**PROMPT:** Pull out each of the lines below that contains the string "railing", and copy them unchanged.

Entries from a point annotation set
++++

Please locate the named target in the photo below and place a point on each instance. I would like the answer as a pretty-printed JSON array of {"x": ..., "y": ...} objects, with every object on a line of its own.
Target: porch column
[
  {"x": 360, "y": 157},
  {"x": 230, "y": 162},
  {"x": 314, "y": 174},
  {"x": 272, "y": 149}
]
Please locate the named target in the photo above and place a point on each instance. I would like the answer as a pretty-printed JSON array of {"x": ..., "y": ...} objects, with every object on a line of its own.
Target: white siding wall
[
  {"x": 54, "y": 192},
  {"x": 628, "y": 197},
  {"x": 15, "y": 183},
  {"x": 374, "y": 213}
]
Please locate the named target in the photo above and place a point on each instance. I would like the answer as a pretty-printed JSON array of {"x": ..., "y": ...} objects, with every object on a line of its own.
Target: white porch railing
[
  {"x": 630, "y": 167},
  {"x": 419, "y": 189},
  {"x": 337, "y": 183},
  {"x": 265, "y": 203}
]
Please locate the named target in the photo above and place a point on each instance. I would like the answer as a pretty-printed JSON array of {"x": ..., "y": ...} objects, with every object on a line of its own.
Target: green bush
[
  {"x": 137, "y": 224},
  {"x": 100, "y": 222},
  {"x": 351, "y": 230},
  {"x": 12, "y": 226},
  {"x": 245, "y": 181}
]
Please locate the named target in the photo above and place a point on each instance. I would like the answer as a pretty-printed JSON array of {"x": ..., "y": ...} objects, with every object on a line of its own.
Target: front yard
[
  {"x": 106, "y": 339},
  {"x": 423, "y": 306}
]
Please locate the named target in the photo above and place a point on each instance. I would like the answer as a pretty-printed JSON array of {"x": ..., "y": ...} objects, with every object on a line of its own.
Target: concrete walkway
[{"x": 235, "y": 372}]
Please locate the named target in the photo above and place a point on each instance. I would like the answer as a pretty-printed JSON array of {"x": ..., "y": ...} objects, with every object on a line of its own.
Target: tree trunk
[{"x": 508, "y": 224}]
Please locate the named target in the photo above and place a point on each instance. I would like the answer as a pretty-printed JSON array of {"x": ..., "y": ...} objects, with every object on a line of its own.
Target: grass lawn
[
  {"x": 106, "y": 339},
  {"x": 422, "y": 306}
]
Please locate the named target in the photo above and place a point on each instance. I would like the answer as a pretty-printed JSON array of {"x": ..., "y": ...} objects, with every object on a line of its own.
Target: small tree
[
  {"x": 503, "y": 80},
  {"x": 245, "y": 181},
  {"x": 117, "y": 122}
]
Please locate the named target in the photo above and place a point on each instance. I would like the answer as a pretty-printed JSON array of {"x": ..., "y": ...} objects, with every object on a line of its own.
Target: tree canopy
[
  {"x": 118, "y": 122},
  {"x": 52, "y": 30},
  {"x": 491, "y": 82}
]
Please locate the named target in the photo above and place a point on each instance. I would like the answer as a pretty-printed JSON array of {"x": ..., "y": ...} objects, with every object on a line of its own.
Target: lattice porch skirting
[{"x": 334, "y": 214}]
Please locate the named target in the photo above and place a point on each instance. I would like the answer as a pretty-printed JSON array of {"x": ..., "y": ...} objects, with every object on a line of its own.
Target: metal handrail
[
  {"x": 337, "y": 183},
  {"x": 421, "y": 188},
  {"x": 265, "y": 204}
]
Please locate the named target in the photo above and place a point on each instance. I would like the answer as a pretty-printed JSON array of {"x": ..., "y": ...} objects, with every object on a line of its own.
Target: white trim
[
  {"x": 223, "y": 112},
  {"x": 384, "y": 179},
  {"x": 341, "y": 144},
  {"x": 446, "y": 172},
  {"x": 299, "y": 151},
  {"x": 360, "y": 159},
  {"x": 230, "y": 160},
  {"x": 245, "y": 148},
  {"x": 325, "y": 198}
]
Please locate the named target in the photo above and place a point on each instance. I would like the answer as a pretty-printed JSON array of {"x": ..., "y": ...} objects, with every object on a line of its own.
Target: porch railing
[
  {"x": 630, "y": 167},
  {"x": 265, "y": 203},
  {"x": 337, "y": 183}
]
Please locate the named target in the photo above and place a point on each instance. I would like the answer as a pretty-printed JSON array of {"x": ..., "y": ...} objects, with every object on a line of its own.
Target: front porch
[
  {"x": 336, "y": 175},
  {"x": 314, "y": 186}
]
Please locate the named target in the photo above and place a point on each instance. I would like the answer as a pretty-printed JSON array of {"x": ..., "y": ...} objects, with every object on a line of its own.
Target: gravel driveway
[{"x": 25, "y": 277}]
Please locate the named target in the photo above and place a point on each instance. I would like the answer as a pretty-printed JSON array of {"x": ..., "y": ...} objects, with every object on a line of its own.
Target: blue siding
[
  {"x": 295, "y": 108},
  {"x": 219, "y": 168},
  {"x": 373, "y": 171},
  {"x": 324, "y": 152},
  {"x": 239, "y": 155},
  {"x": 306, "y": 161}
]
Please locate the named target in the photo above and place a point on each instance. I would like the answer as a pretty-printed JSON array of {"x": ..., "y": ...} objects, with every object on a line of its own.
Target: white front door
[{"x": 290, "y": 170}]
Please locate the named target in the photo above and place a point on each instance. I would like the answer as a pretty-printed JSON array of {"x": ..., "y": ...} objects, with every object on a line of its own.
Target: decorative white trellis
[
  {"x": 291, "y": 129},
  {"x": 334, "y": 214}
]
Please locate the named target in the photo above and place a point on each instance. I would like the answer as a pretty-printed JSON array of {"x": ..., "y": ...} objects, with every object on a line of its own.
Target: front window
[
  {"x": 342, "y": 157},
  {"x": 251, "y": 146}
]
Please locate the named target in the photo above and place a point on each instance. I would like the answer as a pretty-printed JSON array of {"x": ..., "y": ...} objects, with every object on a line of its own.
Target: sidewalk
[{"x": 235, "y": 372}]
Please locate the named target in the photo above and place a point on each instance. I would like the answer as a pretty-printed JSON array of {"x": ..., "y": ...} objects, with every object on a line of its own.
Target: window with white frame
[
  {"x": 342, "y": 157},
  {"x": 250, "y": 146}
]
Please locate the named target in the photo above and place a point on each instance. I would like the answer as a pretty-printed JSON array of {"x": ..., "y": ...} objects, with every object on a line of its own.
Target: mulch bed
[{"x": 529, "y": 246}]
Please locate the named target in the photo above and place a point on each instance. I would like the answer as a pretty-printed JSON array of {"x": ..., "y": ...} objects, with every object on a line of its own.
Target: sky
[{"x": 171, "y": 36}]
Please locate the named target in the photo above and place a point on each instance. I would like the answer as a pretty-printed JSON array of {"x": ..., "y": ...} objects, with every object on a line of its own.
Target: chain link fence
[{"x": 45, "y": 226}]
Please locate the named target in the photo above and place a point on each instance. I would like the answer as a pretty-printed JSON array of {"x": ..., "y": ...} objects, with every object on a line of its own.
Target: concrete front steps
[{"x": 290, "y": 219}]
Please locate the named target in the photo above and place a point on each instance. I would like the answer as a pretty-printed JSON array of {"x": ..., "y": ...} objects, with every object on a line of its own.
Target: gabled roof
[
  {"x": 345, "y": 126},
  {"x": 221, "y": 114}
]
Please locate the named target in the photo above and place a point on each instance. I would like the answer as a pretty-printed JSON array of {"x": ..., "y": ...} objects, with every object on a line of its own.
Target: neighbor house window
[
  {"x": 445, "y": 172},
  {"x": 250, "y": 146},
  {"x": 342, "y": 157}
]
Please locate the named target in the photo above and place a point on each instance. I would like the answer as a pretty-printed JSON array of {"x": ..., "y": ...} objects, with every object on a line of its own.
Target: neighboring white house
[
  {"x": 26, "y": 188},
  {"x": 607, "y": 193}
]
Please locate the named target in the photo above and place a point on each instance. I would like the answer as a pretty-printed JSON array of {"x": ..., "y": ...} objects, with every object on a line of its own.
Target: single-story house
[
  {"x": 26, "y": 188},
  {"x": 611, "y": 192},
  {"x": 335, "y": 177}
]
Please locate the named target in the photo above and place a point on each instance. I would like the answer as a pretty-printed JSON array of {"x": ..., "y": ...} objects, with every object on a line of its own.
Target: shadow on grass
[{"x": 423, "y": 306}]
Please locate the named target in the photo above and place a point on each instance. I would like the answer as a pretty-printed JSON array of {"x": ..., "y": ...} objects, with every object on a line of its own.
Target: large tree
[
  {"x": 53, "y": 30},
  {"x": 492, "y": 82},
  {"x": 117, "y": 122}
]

++++

**COMPLETE ANSWER:**
Target: white porch railing
Target: porch railing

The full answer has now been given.